**PROBLEM TO SOLVE**.
Copy the entries below line for line, leaving out the pictures.

**PROVIDED RECORDS**.
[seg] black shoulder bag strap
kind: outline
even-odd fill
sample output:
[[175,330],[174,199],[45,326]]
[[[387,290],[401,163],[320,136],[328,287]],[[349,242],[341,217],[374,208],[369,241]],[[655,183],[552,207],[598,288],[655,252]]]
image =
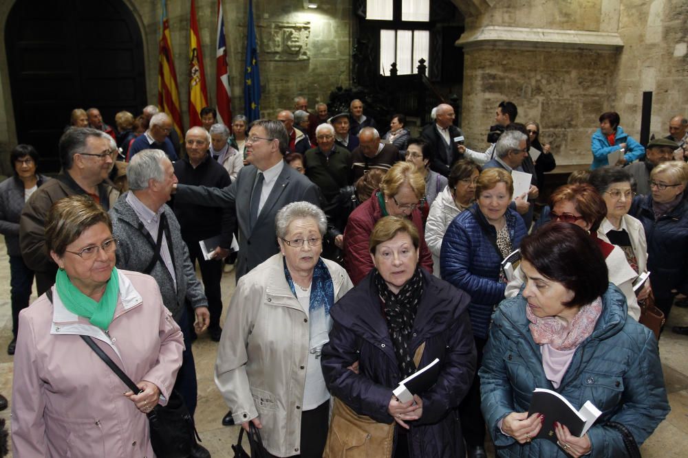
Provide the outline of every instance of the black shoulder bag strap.
[[499,257],[501,260],[504,261],[504,257],[502,255],[502,250],[499,249],[499,246],[497,244],[497,238],[493,238],[492,232],[490,231],[490,228],[488,227],[487,224],[486,224],[486,222],[482,220],[480,215],[477,214],[475,211],[475,209],[471,207],[471,208],[469,208],[468,210],[473,214],[473,216],[475,217],[475,220],[477,220],[477,223],[480,225],[480,229],[482,229],[483,233],[485,234],[487,240],[490,241],[490,243],[492,244],[492,246],[495,248],[495,251],[497,251],[497,255]]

**OUTPUT FOR THIS EXERCISE**.
[seg] black shoulder bag strap
kind: outline
even-odd fill
sample output:
[[175,330],[174,199],[45,326]]
[[[387,290],[401,163],[320,136],[328,287]],[[349,242],[341,217],[374,208],[369,241]],[[655,183],[552,207],[598,288],[655,252]]]
image =
Provide the outline of every instance of the black shoulder bag strap.
[[499,257],[501,260],[504,261],[504,257],[502,255],[502,250],[499,249],[499,246],[497,244],[497,238],[493,238],[492,232],[490,231],[490,228],[488,227],[487,224],[486,224],[486,222],[482,220],[480,215],[477,214],[475,211],[475,209],[471,207],[471,208],[469,208],[468,210],[473,214],[473,216],[475,217],[475,220],[477,220],[477,223],[480,225],[480,229],[482,229],[483,233],[485,234],[487,240],[490,241],[490,243],[492,244],[492,246],[495,248],[495,251],[497,251],[497,255]]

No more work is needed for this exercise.